Directions —
Count the lines in the records below that contain the string "headband". Reply with the number alone.

Exercise materials —

^^^^^^^^

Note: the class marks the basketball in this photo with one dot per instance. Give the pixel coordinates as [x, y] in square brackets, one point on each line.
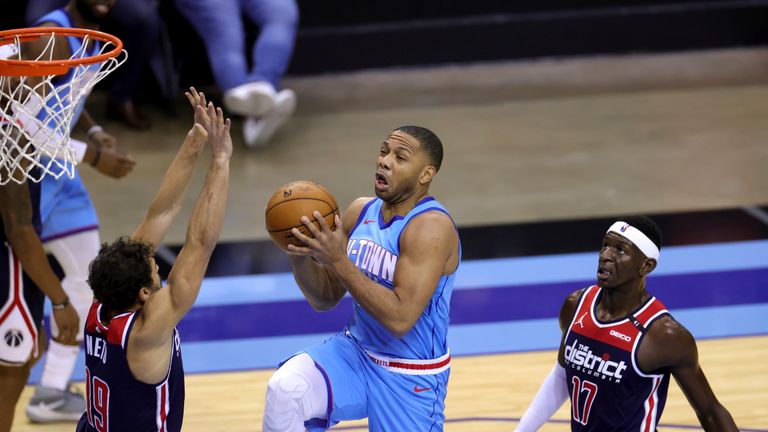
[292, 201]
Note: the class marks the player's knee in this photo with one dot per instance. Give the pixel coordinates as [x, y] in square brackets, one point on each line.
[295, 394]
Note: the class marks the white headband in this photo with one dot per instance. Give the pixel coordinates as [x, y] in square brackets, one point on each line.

^^^^^^^^

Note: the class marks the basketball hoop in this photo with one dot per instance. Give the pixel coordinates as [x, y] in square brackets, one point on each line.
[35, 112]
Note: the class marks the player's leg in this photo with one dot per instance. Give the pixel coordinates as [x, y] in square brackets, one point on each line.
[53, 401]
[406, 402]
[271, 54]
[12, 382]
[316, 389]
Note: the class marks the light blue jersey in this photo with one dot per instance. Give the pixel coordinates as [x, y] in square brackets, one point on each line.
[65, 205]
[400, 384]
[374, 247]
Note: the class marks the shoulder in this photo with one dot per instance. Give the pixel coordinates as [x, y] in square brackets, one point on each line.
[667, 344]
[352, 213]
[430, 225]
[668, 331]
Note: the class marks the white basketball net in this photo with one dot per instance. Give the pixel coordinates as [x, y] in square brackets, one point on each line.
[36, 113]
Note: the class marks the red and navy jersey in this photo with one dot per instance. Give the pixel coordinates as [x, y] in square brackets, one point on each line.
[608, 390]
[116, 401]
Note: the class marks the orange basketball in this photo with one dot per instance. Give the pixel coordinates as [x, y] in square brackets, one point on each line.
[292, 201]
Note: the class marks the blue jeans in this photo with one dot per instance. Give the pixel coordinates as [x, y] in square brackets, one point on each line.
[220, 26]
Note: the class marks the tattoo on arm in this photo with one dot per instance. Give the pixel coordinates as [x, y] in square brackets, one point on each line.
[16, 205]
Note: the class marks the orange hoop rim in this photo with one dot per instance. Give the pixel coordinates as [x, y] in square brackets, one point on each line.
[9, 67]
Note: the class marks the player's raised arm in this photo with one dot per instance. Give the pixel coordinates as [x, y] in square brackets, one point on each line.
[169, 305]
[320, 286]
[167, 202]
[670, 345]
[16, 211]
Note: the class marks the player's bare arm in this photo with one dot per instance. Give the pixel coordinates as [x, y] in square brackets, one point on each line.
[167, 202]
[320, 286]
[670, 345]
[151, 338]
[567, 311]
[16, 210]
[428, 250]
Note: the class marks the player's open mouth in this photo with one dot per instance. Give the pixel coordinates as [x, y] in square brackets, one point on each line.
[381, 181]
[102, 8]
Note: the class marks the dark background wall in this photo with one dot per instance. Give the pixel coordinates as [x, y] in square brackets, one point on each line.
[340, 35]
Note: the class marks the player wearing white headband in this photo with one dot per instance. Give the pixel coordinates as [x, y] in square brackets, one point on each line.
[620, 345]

^^^^^^^^

Response to this exercise —
2